## TASK DIRECTIONS
Return every line of the material below that contains the word "wooden".

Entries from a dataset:
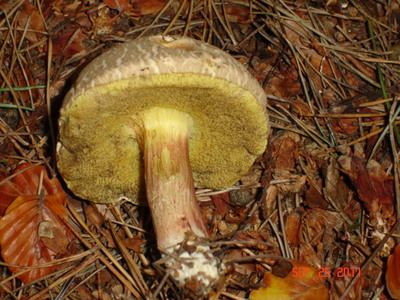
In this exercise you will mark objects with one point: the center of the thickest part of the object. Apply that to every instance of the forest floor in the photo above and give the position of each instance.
(314, 218)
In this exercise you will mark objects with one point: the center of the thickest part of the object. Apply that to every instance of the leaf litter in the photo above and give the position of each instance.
(324, 197)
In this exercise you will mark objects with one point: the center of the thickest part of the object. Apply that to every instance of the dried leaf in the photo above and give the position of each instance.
(121, 5)
(303, 282)
(30, 13)
(26, 183)
(294, 226)
(32, 231)
(238, 14)
(147, 7)
(20, 241)
(286, 150)
(393, 273)
(374, 187)
(70, 43)
(343, 276)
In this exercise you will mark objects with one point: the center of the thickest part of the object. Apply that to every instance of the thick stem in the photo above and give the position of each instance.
(164, 134)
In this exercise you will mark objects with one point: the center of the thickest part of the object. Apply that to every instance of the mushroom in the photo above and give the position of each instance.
(163, 114)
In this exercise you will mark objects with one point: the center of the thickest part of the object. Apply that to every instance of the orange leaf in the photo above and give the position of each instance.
(26, 183)
(147, 7)
(22, 230)
(393, 273)
(303, 282)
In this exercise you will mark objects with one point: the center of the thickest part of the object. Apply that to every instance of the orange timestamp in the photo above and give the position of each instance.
(327, 272)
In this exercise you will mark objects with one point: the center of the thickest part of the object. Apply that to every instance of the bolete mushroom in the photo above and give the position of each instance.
(164, 114)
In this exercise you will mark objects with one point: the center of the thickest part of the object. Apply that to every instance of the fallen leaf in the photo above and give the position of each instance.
(26, 181)
(69, 43)
(147, 7)
(238, 14)
(121, 5)
(303, 282)
(294, 226)
(393, 273)
(286, 150)
(30, 13)
(21, 244)
(374, 187)
(32, 230)
(343, 276)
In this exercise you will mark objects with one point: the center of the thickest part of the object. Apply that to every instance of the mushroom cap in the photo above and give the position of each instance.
(98, 154)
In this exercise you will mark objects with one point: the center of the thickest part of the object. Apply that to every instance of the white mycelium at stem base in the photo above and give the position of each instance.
(164, 136)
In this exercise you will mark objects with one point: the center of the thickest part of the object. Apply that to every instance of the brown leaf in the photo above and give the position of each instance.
(32, 231)
(20, 241)
(294, 226)
(146, 7)
(303, 282)
(26, 183)
(373, 186)
(286, 150)
(319, 221)
(343, 276)
(121, 5)
(69, 43)
(30, 13)
(238, 14)
(393, 273)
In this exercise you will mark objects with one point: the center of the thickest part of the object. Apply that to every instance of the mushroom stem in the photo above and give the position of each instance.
(164, 135)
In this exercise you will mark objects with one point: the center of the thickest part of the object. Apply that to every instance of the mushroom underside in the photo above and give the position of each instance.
(228, 132)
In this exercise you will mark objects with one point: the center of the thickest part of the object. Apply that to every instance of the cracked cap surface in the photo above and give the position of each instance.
(98, 154)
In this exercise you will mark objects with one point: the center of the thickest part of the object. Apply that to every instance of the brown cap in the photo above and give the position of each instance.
(98, 154)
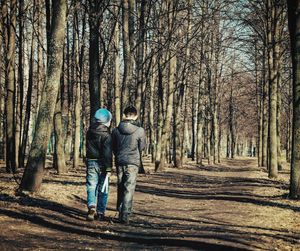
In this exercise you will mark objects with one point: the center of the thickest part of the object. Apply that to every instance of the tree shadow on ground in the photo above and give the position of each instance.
(123, 236)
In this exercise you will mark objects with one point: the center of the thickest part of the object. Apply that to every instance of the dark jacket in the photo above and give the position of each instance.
(98, 145)
(128, 141)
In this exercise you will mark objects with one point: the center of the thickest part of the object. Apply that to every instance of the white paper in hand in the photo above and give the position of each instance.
(105, 185)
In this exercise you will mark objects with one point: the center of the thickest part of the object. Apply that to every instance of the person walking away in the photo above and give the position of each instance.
(128, 141)
(99, 164)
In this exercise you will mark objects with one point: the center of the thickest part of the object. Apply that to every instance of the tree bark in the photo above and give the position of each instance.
(11, 92)
(33, 174)
(294, 29)
(94, 72)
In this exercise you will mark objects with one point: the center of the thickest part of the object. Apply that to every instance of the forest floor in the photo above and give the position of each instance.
(231, 206)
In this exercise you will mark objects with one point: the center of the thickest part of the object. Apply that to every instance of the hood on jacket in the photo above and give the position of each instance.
(98, 127)
(128, 127)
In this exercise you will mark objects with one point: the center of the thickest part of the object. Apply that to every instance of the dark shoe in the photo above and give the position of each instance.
(91, 214)
(100, 216)
(124, 219)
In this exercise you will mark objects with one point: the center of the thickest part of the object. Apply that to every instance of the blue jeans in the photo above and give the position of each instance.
(126, 186)
(95, 177)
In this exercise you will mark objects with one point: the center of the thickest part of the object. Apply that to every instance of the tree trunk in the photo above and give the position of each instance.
(94, 73)
(127, 31)
(33, 174)
(294, 28)
(117, 88)
(77, 107)
(160, 161)
(59, 152)
(10, 98)
(273, 160)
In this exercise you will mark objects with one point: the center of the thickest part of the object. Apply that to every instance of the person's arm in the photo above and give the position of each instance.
(107, 153)
(142, 140)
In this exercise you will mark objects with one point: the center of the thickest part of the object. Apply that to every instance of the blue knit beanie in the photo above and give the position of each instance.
(103, 115)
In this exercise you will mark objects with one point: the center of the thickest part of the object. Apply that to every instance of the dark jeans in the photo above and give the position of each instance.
(126, 186)
(95, 176)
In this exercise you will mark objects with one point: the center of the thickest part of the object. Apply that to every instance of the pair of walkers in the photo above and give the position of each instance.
(126, 141)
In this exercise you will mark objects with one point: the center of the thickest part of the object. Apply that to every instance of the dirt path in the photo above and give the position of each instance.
(227, 207)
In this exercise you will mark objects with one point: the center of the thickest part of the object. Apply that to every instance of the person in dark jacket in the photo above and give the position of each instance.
(128, 141)
(99, 164)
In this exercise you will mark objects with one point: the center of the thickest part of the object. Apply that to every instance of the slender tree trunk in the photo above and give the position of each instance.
(117, 88)
(33, 174)
(59, 153)
(127, 31)
(273, 160)
(160, 161)
(10, 98)
(94, 73)
(264, 157)
(77, 111)
(294, 28)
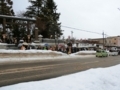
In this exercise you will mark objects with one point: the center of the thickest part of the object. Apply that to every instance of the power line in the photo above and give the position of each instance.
(81, 30)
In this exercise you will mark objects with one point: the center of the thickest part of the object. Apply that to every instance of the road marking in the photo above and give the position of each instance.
(90, 62)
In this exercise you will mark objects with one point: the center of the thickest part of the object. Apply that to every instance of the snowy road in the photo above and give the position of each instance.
(11, 73)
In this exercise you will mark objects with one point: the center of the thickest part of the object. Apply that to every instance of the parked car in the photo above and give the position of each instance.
(101, 53)
(113, 53)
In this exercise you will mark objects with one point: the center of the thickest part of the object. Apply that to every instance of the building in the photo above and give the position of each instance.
(113, 41)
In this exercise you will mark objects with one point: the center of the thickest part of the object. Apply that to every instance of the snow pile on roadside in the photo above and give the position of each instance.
(93, 79)
(85, 53)
(23, 55)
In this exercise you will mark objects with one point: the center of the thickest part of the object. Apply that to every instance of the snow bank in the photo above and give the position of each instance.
(93, 79)
(21, 55)
(85, 53)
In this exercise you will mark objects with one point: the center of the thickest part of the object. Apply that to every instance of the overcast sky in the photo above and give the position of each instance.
(90, 15)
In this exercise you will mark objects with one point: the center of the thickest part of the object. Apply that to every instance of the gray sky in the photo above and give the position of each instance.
(90, 15)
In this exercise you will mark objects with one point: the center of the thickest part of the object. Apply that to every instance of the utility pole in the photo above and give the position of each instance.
(103, 38)
(71, 34)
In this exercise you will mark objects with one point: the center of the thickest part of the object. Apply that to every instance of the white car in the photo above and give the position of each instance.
(112, 53)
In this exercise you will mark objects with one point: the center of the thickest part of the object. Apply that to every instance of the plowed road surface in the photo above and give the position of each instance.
(16, 72)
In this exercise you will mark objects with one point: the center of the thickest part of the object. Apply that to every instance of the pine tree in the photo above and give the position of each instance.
(6, 7)
(53, 27)
(34, 9)
(46, 11)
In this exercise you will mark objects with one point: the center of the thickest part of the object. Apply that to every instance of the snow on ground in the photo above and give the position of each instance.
(39, 57)
(93, 79)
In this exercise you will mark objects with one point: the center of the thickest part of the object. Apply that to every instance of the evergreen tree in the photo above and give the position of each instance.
(46, 11)
(53, 26)
(6, 7)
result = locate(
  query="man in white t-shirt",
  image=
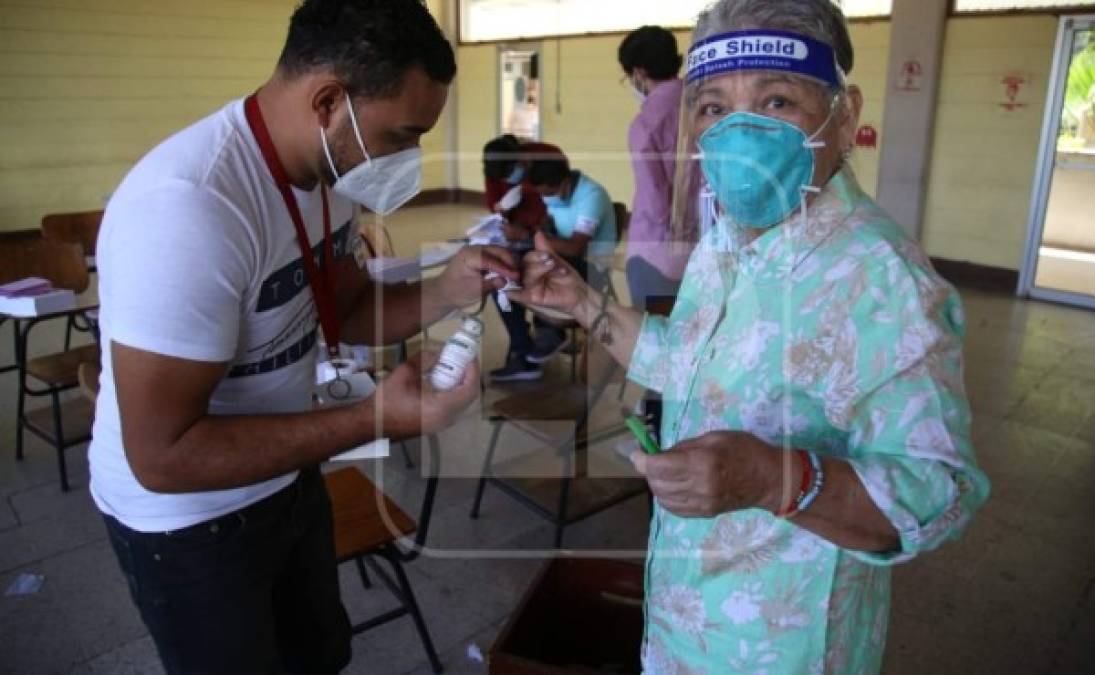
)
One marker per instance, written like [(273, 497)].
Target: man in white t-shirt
[(216, 272)]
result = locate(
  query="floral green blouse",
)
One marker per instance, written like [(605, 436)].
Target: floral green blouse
[(831, 334)]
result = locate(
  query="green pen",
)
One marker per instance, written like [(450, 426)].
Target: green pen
[(638, 430)]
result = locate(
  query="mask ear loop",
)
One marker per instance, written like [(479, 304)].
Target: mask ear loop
[(357, 130), (326, 150)]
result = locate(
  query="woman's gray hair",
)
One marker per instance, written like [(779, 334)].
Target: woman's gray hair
[(818, 19)]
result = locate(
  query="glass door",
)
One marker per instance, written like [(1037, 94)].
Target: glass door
[(1060, 261)]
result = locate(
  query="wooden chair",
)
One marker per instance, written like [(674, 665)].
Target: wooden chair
[(369, 526), (571, 494), (81, 228), (22, 255)]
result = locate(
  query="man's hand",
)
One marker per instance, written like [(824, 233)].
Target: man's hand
[(462, 283), (407, 405), (550, 282), (718, 472), (515, 232)]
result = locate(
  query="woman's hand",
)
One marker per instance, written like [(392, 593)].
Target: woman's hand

## SOLUTION BELOW
  query="wooden chair",
Target: wooden chair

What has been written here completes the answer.